▶ Exercise goal: Could you rewrite the entries below as a JSON list of strings, one string per line with blank lines left out, starting at the first line of the entries and ending with the line that contains "column 212, row 135", both included? Leave the pictures out.

▶ Data in this exercise:
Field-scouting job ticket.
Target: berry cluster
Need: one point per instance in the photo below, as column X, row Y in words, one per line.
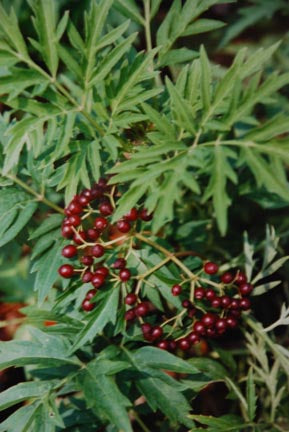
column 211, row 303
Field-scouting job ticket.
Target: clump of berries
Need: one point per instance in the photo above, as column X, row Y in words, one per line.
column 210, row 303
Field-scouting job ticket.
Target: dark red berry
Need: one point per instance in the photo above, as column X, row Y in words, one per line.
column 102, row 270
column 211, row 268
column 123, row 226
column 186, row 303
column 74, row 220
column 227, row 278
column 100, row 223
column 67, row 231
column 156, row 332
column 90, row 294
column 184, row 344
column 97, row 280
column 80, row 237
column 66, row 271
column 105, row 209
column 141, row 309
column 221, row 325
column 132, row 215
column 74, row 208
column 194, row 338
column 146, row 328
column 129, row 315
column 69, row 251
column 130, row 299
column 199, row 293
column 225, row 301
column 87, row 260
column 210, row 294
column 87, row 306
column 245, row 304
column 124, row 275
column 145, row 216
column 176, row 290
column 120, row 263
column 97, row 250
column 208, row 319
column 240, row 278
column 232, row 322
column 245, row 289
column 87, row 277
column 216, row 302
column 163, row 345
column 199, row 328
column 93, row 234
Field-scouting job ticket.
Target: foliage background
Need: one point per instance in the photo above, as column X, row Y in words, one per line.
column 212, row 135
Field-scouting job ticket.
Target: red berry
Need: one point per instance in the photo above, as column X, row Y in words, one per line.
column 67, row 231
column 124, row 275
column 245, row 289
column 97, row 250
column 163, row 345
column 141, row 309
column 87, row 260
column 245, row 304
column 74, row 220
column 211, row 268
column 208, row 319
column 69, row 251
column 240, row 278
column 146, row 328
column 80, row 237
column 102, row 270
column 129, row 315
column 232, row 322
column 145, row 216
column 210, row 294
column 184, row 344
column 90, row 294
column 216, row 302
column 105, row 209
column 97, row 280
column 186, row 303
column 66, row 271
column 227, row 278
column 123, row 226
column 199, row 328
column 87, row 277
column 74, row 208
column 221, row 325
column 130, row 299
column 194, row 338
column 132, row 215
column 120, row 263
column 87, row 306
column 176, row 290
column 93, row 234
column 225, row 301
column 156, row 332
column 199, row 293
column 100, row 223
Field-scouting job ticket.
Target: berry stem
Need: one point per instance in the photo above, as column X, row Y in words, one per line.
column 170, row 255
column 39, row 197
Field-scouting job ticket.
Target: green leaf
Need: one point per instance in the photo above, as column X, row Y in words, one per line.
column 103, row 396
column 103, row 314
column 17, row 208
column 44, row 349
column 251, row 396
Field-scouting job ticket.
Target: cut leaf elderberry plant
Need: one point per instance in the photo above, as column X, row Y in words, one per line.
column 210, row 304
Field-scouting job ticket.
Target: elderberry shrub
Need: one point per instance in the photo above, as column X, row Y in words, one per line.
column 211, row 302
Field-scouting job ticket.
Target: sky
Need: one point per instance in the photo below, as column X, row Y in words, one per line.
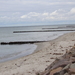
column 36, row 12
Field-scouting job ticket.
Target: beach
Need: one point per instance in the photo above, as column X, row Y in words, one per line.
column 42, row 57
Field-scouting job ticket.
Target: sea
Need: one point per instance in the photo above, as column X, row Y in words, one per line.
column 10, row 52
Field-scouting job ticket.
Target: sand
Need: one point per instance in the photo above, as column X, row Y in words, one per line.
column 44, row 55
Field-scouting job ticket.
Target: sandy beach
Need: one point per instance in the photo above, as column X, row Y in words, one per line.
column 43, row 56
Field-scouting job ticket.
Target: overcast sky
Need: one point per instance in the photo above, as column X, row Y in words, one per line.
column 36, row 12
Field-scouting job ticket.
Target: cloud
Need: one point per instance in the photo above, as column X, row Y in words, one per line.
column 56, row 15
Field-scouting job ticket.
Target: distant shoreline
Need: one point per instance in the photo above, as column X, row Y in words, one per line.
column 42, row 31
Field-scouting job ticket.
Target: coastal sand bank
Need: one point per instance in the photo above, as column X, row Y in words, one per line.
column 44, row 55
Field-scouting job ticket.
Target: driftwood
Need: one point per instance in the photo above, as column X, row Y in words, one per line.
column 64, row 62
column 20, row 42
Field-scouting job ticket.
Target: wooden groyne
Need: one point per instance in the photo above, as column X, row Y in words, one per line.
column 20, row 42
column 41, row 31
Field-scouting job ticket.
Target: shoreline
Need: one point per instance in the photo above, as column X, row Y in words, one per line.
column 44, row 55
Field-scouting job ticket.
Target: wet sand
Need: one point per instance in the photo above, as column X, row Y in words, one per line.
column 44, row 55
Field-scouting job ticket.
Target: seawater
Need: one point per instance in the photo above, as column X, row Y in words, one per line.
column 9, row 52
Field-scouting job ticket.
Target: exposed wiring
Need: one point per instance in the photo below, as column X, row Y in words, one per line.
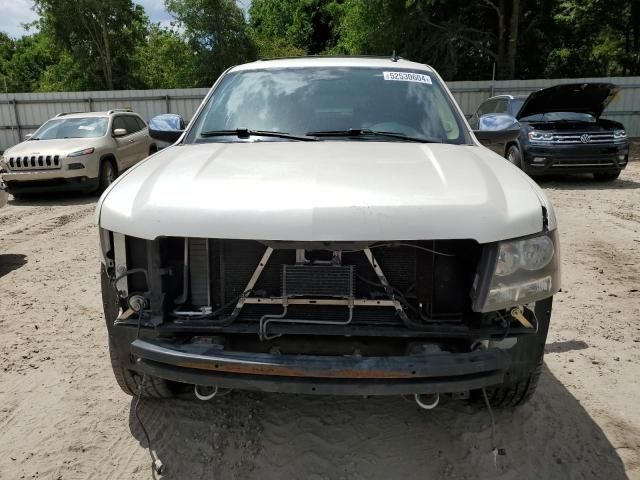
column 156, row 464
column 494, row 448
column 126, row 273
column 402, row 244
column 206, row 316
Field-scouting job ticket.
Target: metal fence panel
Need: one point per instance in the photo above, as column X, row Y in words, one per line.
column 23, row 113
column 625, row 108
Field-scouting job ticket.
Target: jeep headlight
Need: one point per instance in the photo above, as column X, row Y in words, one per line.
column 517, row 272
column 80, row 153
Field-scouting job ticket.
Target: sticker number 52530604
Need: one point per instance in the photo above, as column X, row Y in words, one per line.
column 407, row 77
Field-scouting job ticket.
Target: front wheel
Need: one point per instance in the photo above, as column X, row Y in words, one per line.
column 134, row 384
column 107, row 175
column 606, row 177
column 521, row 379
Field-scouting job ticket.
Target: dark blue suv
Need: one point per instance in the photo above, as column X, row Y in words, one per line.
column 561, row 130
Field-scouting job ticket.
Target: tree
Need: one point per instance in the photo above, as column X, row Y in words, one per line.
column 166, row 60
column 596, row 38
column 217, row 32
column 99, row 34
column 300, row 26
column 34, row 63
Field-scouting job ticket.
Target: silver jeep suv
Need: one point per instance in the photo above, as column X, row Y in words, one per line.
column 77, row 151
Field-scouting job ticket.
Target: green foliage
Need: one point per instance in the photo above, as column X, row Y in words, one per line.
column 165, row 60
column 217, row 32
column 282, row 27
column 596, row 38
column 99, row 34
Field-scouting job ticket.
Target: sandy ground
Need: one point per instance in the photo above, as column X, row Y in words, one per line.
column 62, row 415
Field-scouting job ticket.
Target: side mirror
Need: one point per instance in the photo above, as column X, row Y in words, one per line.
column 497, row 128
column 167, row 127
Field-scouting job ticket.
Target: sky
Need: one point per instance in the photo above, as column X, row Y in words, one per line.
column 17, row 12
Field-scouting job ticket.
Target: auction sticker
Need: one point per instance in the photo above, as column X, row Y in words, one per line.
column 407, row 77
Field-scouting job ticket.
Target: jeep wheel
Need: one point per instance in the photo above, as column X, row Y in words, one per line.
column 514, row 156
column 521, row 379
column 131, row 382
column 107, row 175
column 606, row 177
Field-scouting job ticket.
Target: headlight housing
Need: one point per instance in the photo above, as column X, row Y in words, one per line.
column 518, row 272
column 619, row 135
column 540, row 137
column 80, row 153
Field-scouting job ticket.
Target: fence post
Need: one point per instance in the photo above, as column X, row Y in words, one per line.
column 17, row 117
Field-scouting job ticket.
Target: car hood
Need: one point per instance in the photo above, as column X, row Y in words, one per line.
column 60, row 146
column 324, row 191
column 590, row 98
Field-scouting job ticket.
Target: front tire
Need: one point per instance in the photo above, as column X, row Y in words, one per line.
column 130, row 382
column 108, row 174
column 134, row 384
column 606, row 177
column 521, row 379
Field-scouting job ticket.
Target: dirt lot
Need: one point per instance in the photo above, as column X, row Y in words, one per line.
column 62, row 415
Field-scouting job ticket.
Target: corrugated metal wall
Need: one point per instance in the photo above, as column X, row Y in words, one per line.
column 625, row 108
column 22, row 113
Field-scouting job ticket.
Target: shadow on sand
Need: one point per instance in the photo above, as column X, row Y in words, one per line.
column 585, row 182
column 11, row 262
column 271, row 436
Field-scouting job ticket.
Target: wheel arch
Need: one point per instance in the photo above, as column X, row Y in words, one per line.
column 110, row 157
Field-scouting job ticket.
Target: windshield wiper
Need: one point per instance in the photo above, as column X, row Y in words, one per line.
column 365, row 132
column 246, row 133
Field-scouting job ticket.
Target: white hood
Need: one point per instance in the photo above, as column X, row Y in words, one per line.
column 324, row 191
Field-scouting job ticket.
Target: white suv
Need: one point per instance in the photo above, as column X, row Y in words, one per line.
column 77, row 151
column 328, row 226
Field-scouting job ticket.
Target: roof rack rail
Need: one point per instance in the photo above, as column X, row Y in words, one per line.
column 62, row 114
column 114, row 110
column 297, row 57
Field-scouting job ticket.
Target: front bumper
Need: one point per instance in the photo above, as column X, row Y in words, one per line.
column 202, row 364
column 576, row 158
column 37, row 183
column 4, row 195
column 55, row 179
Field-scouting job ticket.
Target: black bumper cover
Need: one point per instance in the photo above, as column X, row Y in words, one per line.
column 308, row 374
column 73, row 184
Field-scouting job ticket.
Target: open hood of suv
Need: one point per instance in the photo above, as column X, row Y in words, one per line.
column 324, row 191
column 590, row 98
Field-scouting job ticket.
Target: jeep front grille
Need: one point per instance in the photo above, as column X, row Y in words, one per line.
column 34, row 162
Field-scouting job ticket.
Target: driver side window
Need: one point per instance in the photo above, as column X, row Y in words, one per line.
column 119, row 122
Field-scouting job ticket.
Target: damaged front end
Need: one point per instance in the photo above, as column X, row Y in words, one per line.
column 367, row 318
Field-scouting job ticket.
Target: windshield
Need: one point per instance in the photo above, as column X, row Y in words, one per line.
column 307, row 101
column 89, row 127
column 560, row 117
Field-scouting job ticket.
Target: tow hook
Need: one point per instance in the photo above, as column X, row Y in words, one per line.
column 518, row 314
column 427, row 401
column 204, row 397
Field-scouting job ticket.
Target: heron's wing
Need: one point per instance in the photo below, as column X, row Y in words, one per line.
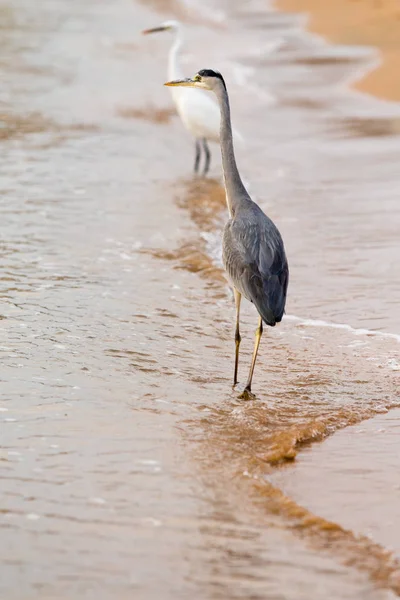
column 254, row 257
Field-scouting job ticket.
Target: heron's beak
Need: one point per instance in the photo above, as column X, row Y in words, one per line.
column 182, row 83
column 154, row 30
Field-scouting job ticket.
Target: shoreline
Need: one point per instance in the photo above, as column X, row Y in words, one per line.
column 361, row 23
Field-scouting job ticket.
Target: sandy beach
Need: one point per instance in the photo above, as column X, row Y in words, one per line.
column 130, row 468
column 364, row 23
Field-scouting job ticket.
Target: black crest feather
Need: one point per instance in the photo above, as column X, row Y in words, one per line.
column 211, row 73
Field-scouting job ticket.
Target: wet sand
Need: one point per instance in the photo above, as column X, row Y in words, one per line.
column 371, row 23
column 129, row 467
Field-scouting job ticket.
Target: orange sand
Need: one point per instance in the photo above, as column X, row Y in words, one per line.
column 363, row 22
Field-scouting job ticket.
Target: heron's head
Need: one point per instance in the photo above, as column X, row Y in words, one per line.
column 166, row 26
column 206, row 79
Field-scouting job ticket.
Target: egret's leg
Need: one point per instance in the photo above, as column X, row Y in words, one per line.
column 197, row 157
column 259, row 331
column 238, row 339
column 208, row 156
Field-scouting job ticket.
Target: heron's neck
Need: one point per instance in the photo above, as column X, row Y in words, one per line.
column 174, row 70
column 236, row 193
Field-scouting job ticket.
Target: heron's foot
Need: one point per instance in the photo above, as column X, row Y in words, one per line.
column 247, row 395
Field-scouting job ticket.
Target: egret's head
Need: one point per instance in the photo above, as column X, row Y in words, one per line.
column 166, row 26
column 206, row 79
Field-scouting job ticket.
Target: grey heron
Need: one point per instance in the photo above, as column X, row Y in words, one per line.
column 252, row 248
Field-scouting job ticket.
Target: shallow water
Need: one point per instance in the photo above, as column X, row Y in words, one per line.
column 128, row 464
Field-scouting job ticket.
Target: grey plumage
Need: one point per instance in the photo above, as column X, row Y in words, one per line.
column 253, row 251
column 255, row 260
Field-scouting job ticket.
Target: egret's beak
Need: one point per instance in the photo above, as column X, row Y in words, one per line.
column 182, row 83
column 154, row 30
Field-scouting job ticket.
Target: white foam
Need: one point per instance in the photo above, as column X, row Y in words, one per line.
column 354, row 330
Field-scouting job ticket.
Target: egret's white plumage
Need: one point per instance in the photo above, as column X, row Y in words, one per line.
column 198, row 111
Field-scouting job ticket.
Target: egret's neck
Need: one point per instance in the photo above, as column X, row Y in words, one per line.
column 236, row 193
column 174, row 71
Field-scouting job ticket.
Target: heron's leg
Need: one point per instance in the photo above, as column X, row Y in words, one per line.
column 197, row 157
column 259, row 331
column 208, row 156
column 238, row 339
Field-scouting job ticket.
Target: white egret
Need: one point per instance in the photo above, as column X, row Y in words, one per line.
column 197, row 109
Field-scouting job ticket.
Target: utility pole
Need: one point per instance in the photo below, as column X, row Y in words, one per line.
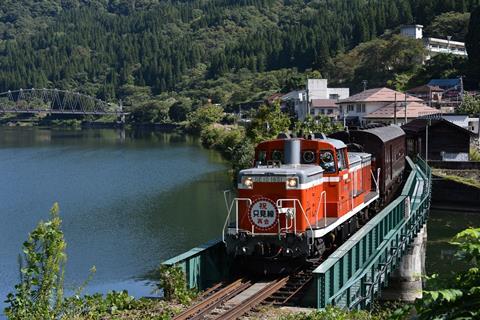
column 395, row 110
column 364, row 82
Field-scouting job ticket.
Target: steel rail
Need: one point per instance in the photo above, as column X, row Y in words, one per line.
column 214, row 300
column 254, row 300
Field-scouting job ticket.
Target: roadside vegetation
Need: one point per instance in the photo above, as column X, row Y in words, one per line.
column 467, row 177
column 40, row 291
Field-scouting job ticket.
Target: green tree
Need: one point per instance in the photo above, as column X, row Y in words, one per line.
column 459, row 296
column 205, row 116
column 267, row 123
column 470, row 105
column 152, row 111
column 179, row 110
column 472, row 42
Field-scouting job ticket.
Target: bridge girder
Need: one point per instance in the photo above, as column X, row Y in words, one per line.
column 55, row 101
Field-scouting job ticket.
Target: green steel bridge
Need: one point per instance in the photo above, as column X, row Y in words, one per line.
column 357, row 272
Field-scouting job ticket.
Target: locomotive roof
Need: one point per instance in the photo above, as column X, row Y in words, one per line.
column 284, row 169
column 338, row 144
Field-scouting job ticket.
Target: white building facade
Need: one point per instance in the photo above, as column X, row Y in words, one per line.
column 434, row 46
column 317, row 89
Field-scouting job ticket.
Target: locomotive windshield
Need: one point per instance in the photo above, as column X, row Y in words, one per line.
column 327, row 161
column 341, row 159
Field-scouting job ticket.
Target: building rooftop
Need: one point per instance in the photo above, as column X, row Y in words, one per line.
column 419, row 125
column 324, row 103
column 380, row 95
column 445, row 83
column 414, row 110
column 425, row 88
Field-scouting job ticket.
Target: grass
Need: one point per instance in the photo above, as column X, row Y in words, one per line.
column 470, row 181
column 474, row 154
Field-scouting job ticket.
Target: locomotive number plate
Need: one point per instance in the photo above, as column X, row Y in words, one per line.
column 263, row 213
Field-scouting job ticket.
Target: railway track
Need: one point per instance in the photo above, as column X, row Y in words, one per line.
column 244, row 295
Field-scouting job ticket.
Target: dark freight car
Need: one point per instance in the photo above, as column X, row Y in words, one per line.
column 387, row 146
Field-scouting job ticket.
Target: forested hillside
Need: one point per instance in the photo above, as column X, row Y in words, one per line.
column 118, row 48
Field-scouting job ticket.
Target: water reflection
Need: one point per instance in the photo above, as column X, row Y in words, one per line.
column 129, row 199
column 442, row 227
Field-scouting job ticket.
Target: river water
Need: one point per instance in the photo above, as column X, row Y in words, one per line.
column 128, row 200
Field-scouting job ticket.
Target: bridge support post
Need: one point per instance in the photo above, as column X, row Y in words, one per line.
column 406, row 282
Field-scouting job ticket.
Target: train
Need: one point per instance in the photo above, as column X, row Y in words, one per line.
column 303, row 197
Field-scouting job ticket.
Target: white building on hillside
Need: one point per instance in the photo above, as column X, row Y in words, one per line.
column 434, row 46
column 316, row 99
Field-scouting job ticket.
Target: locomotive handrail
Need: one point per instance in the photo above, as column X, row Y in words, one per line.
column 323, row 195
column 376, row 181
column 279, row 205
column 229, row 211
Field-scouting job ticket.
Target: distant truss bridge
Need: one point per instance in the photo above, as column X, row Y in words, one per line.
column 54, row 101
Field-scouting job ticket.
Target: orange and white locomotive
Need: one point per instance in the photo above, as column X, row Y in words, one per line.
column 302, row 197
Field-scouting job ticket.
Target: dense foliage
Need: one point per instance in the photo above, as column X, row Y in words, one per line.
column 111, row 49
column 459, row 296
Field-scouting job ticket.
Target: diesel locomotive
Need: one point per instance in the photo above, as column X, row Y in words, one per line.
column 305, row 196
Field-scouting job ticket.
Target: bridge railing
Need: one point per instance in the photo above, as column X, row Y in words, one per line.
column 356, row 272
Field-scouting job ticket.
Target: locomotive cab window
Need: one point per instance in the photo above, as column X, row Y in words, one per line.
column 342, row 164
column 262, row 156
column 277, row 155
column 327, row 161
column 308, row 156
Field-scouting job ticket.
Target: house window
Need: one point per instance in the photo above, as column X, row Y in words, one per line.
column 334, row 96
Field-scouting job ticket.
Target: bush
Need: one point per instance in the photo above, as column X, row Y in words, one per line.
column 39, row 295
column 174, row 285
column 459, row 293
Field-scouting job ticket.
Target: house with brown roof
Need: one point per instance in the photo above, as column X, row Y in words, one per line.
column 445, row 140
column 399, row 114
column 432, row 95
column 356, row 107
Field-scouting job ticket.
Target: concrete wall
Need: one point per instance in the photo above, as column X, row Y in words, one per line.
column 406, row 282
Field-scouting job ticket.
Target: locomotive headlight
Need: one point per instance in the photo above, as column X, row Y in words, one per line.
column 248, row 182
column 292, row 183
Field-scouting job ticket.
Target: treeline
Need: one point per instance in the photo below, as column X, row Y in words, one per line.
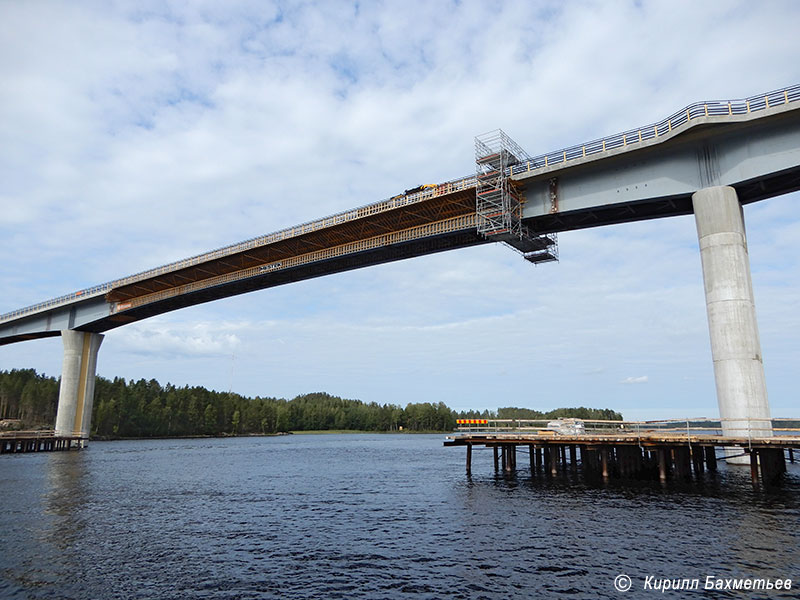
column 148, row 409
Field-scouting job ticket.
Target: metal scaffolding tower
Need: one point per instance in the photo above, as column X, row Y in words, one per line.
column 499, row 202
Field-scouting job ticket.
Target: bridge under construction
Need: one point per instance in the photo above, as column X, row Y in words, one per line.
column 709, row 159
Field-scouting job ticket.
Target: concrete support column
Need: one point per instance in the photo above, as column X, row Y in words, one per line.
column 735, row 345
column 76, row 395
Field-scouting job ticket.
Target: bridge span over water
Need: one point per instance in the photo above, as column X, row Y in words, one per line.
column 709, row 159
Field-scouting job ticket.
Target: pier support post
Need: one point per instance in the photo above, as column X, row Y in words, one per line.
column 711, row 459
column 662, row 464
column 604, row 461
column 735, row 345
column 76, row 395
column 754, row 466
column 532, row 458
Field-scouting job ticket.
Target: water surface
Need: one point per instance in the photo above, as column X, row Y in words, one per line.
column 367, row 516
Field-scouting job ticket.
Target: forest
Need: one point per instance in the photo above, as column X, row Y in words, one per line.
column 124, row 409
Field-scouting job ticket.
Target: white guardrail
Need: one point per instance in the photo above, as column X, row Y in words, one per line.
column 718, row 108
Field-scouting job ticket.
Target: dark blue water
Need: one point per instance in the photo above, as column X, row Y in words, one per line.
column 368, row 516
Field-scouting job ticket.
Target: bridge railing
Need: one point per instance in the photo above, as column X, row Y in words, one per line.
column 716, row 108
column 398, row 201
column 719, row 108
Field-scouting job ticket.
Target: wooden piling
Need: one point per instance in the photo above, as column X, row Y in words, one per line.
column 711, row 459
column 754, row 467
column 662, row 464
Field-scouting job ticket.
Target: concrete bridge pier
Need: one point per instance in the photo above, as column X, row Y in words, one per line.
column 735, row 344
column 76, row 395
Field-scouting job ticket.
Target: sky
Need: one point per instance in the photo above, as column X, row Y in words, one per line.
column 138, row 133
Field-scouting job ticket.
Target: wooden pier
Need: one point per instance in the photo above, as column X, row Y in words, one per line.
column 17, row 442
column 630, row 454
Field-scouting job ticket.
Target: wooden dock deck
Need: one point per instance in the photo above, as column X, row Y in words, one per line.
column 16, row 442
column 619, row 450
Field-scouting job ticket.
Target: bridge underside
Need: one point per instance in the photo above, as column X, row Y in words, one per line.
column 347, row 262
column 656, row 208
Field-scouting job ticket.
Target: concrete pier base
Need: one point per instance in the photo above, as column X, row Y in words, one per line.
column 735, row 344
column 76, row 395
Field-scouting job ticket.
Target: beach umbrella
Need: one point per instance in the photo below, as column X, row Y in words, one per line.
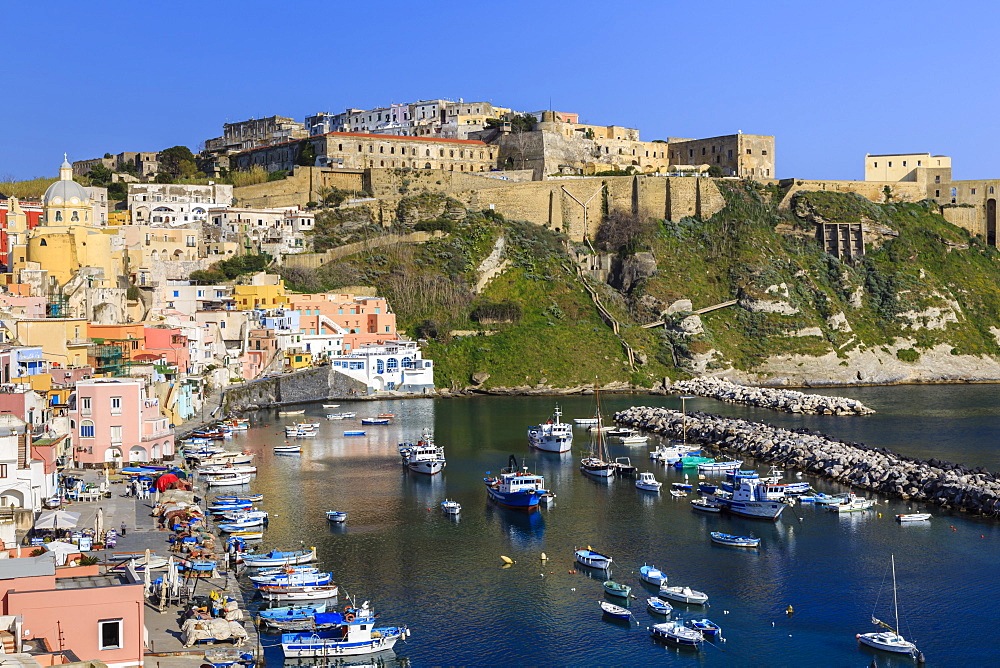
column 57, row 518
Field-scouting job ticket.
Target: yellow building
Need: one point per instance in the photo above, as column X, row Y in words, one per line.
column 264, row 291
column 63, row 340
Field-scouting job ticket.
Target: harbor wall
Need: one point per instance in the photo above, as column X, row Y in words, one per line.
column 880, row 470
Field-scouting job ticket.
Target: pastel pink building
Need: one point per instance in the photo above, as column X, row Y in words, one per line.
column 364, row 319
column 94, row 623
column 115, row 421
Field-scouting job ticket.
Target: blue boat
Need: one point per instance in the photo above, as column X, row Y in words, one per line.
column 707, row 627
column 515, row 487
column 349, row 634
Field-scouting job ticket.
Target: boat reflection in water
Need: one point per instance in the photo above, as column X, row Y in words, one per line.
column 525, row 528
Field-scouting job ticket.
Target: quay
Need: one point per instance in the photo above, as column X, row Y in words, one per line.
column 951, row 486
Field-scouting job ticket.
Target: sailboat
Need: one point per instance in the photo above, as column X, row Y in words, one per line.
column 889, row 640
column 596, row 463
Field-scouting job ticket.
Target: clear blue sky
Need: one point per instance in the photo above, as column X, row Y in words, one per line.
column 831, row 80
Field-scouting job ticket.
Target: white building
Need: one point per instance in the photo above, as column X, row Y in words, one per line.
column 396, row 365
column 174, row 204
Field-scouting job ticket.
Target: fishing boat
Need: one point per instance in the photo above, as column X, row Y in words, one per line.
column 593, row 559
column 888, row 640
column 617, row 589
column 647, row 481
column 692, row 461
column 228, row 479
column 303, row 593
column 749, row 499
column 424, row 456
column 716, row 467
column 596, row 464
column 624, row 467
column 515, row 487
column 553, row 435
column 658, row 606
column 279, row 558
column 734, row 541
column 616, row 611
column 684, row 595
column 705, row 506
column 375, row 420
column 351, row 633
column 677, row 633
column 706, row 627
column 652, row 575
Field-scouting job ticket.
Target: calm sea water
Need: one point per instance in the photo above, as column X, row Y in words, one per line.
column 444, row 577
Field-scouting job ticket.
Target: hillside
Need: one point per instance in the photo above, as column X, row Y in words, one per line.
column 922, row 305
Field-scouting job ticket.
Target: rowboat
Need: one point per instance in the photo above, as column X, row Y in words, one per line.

▶ Answer to this problem:
[
  "Field-scouting job ticket.",
  "Target: berry cluster",
  "Need: one point per instance in the photo below, as column X, row Y in words, one per line.",
  "column 211, row 303",
  "Field-scouting job ticket.",
  "Target: clump of berries",
  "Need: one point per instance in the photo above, as column X, row Y in words, one per line.",
  "column 210, row 303",
  "Field-scouting job ticket.",
  "Target: dark red berry",
  "Need: one point per instance in the photo above, as column X, row Y in words, one per line.",
  "column 102, row 270",
  "column 211, row 268",
  "column 123, row 226",
  "column 186, row 303",
  "column 74, row 220",
  "column 227, row 278",
  "column 100, row 223",
  "column 67, row 231",
  "column 156, row 332",
  "column 90, row 294",
  "column 184, row 344",
  "column 97, row 280",
  "column 80, row 237",
  "column 66, row 271",
  "column 105, row 209",
  "column 141, row 309",
  "column 221, row 325",
  "column 132, row 215",
  "column 74, row 208",
  "column 194, row 338",
  "column 146, row 328",
  "column 129, row 315",
  "column 69, row 251",
  "column 130, row 299",
  "column 199, row 293",
  "column 225, row 301",
  "column 87, row 260",
  "column 210, row 294",
  "column 87, row 306",
  "column 245, row 304",
  "column 124, row 275",
  "column 145, row 216",
  "column 176, row 290",
  "column 120, row 263",
  "column 97, row 250",
  "column 208, row 319",
  "column 240, row 278",
  "column 232, row 322",
  "column 245, row 289",
  "column 87, row 277",
  "column 216, row 302",
  "column 163, row 345",
  "column 199, row 328",
  "column 93, row 234",
  "Field-scouting job ticket.",
  "Target: foliage background",
  "Need: one point per instance in the photo above, as column X, row Y in words, one per line.",
  "column 212, row 135"
]